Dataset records
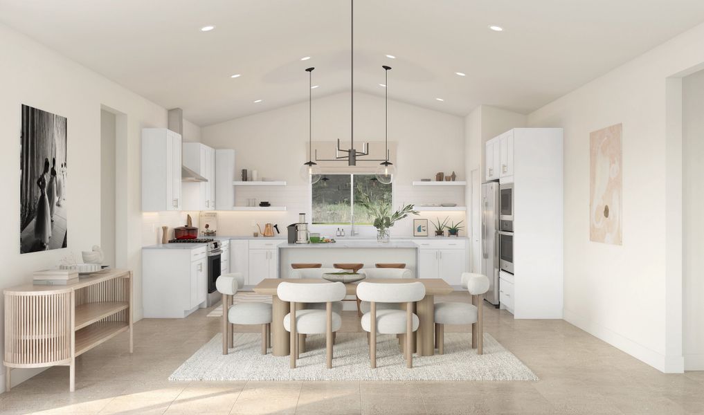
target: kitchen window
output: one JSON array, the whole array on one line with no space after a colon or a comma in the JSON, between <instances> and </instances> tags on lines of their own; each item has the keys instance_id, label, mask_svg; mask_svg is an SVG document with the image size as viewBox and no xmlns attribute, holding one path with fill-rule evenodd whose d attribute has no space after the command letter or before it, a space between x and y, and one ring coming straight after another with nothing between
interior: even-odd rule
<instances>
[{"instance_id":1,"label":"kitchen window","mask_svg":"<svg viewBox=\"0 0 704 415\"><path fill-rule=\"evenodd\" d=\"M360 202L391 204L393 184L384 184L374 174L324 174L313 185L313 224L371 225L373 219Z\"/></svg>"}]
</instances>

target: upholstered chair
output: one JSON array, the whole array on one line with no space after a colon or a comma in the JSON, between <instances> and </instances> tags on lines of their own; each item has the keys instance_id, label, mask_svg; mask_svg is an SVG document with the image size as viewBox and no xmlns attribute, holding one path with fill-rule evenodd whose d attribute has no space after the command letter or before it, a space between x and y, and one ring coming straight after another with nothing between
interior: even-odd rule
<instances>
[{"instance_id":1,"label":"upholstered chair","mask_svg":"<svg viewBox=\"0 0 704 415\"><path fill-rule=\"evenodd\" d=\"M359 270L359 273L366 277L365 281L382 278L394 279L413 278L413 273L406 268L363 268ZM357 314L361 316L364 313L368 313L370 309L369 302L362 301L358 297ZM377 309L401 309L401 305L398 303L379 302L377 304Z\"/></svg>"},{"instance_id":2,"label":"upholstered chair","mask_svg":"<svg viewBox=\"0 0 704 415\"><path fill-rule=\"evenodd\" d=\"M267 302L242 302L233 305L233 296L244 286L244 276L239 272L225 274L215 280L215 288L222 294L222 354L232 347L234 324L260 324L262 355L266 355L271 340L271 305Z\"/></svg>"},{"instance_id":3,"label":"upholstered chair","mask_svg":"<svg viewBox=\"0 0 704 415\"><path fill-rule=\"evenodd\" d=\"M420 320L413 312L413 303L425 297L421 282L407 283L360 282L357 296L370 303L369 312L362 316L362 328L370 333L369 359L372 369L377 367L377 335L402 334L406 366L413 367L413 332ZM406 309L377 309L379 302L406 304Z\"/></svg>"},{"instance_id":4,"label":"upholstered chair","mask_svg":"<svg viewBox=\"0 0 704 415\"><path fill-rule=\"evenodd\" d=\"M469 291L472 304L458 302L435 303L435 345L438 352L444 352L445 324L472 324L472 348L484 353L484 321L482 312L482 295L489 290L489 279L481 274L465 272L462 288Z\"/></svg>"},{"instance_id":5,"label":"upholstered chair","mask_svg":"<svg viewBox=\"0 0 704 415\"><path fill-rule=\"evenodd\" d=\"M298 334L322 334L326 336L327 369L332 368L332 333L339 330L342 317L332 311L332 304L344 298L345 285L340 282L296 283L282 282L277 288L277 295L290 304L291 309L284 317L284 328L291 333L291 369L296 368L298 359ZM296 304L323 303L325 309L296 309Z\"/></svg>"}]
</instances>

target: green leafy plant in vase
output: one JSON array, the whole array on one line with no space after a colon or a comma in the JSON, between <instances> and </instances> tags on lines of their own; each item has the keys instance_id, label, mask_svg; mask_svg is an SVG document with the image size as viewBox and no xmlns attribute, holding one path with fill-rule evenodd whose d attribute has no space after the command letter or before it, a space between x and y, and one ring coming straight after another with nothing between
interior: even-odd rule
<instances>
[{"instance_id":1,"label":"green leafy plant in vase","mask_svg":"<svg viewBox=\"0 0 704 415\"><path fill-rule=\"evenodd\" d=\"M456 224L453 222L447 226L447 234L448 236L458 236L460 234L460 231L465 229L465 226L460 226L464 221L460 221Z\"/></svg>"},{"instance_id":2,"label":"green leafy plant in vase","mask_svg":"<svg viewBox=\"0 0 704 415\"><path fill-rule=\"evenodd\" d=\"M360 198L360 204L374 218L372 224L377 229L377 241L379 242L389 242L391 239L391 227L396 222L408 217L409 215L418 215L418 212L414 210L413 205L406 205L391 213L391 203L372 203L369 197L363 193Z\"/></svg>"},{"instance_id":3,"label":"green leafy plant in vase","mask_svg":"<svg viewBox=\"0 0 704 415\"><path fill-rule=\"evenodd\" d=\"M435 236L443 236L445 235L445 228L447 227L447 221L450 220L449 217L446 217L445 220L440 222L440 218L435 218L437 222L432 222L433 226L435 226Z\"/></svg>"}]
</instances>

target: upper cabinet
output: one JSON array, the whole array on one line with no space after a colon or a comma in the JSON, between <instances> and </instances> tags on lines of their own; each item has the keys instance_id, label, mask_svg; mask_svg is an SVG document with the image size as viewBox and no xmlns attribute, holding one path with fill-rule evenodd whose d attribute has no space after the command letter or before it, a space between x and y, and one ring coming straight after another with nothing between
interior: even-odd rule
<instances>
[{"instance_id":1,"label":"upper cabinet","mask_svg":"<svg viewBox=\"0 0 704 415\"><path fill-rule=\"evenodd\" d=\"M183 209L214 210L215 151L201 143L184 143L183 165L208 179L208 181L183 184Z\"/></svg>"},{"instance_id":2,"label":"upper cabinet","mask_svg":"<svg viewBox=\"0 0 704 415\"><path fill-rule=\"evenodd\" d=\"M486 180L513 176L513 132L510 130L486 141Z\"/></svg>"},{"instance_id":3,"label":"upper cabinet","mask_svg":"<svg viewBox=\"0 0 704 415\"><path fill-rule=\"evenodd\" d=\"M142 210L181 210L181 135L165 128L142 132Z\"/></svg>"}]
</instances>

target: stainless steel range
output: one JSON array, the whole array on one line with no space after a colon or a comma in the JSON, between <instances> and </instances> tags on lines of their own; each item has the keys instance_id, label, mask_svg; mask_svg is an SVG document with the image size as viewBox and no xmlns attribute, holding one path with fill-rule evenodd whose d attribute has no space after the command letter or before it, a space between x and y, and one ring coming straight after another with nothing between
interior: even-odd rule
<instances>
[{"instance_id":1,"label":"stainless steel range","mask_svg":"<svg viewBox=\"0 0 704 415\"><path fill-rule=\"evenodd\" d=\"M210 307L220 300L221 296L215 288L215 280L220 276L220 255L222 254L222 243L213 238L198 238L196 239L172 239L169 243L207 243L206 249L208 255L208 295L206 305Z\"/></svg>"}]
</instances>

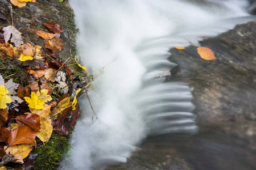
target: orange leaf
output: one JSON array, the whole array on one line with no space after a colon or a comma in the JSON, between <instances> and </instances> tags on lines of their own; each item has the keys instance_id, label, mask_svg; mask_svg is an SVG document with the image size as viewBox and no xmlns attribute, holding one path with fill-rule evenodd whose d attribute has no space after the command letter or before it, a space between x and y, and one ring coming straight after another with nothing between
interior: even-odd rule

**Required task**
Reproduce the lines of the material with "interior" switched to "fill rule" in every record and nothing else altered. Omit the picture lines from your answer.

**The output**
target: kitchen window
output: one JSON array, the whole array on one line with no space after a colon or a comma in the JSON, between <instances> and </instances> tags on lines of their own; each item has the keys instance_id, label, mask_svg; mask_svg is an SVG document with the image size as viewBox and no xmlns attribute, holding one path with fill-rule evenodd whose d attribute has no space after the command letter or before it, a space between x and y, and one ring coming straight after another with nothing between
fill rule: even-odd rule
<instances>
[{"instance_id":1,"label":"kitchen window","mask_svg":"<svg viewBox=\"0 0 704 415\"><path fill-rule=\"evenodd\" d=\"M360 202L391 204L393 184L384 184L374 174L324 174L313 185L313 224L371 225L373 219Z\"/></svg>"}]
</instances>

target: upholstered chair
output: one JSON array, the whole array on one line with no space after a colon or a comma in the JSON, between <instances> and </instances> tags on lines of their own; each item has the keys instance_id, label, mask_svg; mask_svg is an SVG document with the image size as viewBox and no xmlns attribute, holding one path with fill-rule evenodd whose d attribute has no space after the command letter or before it, a space between x and y, and one ring coming straight after another with nothing between
fill rule: even-odd rule
<instances>
[{"instance_id":1,"label":"upholstered chair","mask_svg":"<svg viewBox=\"0 0 704 415\"><path fill-rule=\"evenodd\" d=\"M359 270L359 273L366 277L365 281L382 278L394 279L413 278L413 273L406 268L363 268ZM357 314L361 316L364 313L368 313L370 309L369 302L362 301L358 297ZM377 309L401 309L401 305L398 303L379 302L377 304Z\"/></svg>"},{"instance_id":2,"label":"upholstered chair","mask_svg":"<svg viewBox=\"0 0 704 415\"><path fill-rule=\"evenodd\" d=\"M267 302L242 302L233 305L233 296L244 286L244 276L239 272L225 274L215 280L215 288L222 294L222 354L232 347L234 324L260 324L262 355L266 355L271 340L271 305Z\"/></svg>"},{"instance_id":3,"label":"upholstered chair","mask_svg":"<svg viewBox=\"0 0 704 415\"><path fill-rule=\"evenodd\" d=\"M420 320L413 312L413 303L425 297L421 282L407 283L360 282L357 296L370 303L369 312L362 316L362 328L370 333L369 359L372 369L377 367L377 335L402 334L406 366L413 367L413 332ZM406 309L377 309L379 302L406 304Z\"/></svg>"},{"instance_id":4,"label":"upholstered chair","mask_svg":"<svg viewBox=\"0 0 704 415\"><path fill-rule=\"evenodd\" d=\"M469 291L472 304L458 302L435 303L435 345L438 352L444 352L445 324L472 324L472 348L484 353L484 321L482 312L482 295L489 290L489 279L481 274L465 272L462 288Z\"/></svg>"},{"instance_id":5,"label":"upholstered chair","mask_svg":"<svg viewBox=\"0 0 704 415\"><path fill-rule=\"evenodd\" d=\"M298 334L322 334L326 336L327 369L332 368L332 333L339 330L342 317L332 311L332 304L344 298L345 285L340 282L296 283L282 282L277 288L277 295L290 304L291 309L284 317L284 328L291 333L291 369L296 368L298 359ZM296 304L323 303L325 309L296 309Z\"/></svg>"}]
</instances>

target: green leafy plant in vase
output: one JSON array, the whole array on one line with no space after a colon or a comma in the JSON, between <instances> and </instances> tags on lines of their own; each item has the keys instance_id, label, mask_svg; mask_svg is an SVG document with the image size as viewBox and no xmlns attribute, holding one path with fill-rule evenodd whose d attribute has no space after the command letter or before it, a space between x and y, and one ring coming straight after another with nothing between
fill rule: even-odd rule
<instances>
[{"instance_id":1,"label":"green leafy plant in vase","mask_svg":"<svg viewBox=\"0 0 704 415\"><path fill-rule=\"evenodd\" d=\"M456 224L453 222L447 226L447 234L448 236L458 236L460 234L460 231L465 229L465 226L460 226L464 221L460 221Z\"/></svg>"},{"instance_id":2,"label":"green leafy plant in vase","mask_svg":"<svg viewBox=\"0 0 704 415\"><path fill-rule=\"evenodd\" d=\"M360 198L360 204L374 218L372 224L377 229L377 241L379 242L389 242L391 239L391 227L396 222L408 217L409 215L418 215L418 212L414 210L413 205L406 205L391 213L391 203L372 203L369 197L363 193Z\"/></svg>"},{"instance_id":3,"label":"green leafy plant in vase","mask_svg":"<svg viewBox=\"0 0 704 415\"><path fill-rule=\"evenodd\" d=\"M435 236L443 236L445 235L445 228L447 227L447 221L450 220L449 217L446 217L445 220L440 222L440 218L435 218L437 222L432 222L433 226L435 226Z\"/></svg>"}]
</instances>

target: upper cabinet
output: one JSON array, the whole array on one line with no space after a colon or a comma in the JSON, between <instances> and </instances> tags on lines of their own; each item has the keys instance_id, label, mask_svg; mask_svg is an SVG document with the image size as viewBox and no xmlns attribute, holding one path with fill-rule evenodd whose d attribute has no space after the command letter or before it, a space between x and y, and one ring coming straight after another with nothing between
fill rule: even-odd rule
<instances>
[{"instance_id":1,"label":"upper cabinet","mask_svg":"<svg viewBox=\"0 0 704 415\"><path fill-rule=\"evenodd\" d=\"M183 209L214 210L215 151L201 143L184 143L183 165L208 179L208 181L183 184Z\"/></svg>"},{"instance_id":2,"label":"upper cabinet","mask_svg":"<svg viewBox=\"0 0 704 415\"><path fill-rule=\"evenodd\" d=\"M486 180L513 176L513 132L510 130L486 141Z\"/></svg>"},{"instance_id":3,"label":"upper cabinet","mask_svg":"<svg viewBox=\"0 0 704 415\"><path fill-rule=\"evenodd\" d=\"M142 210L181 210L181 135L165 128L142 132Z\"/></svg>"}]
</instances>

target: stainless steel range
output: one JSON array, the whole array on one line with no space after a colon or a comma in the JSON, between <instances> and </instances> tags on lines of their own; each item has the keys instance_id, label, mask_svg; mask_svg is an SVG document with the image size as viewBox and no xmlns attribute, holding one path with fill-rule evenodd whose d attribute has no space after the command letter or before it, a space between x and y, and one ring coming straight after another with nothing between
fill rule: even-odd rule
<instances>
[{"instance_id":1,"label":"stainless steel range","mask_svg":"<svg viewBox=\"0 0 704 415\"><path fill-rule=\"evenodd\" d=\"M210 307L220 300L221 296L215 288L215 280L220 276L220 255L222 254L222 243L213 238L198 238L196 239L172 239L169 243L207 243L206 249L208 255L208 295L206 305Z\"/></svg>"}]
</instances>

target: orange leaf
output: one JSON array, the whole array on one line with no space after a colon or a comma in the JSON, between <instances> and </instances> tags on lines of their own; each item has the keys instance_id, label, mask_svg; mask_svg is an SVG document with the image size as viewBox and no xmlns attribute, holding one path with fill-rule evenodd whose d attribute has no space after the command letter or before it, a space between x and y, and one ring coming straight after another with nothing between
fill rule: even-odd rule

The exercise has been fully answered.